What the exercise asks: Rewrite the material from its start through the line containing "Provide the mask of each instance now.", substituting "object" for "instance" and changing nothing else. Omit the pictures.

[Segmentation annotation records]
Start

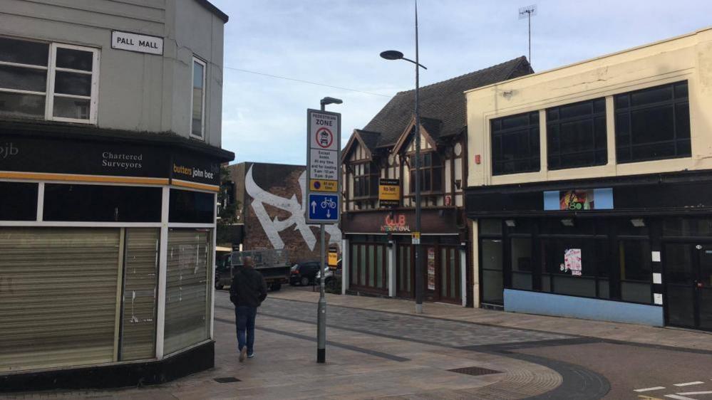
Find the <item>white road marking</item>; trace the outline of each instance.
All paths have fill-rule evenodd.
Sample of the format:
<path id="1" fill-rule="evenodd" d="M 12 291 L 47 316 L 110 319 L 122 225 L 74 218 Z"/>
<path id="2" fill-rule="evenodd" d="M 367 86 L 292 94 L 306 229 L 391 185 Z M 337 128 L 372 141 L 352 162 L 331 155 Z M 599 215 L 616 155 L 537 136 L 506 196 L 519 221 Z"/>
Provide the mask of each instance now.
<path id="1" fill-rule="evenodd" d="M 636 389 L 633 391 L 650 391 L 651 390 L 660 390 L 661 389 L 665 389 L 665 386 L 656 386 L 655 387 L 646 387 L 645 389 Z"/>
<path id="2" fill-rule="evenodd" d="M 678 396 L 677 394 L 666 394 L 665 396 L 671 399 L 676 399 L 677 400 L 695 400 L 692 397 L 685 397 L 684 396 Z"/>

End

Full response:
Find the <item>white road marking</item>; trace the outline of each object.
All paths have fill-rule evenodd.
Sample of the format:
<path id="1" fill-rule="evenodd" d="M 12 291 L 47 316 L 110 319 L 122 225 L 74 218 Z"/>
<path id="2" fill-rule="evenodd" d="M 367 86 L 292 94 L 306 229 L 391 185 Z M 337 128 L 372 141 L 352 162 L 331 155 Z M 599 215 L 616 155 L 537 136 L 506 196 L 519 221 Z"/>
Provide the mask of each object now.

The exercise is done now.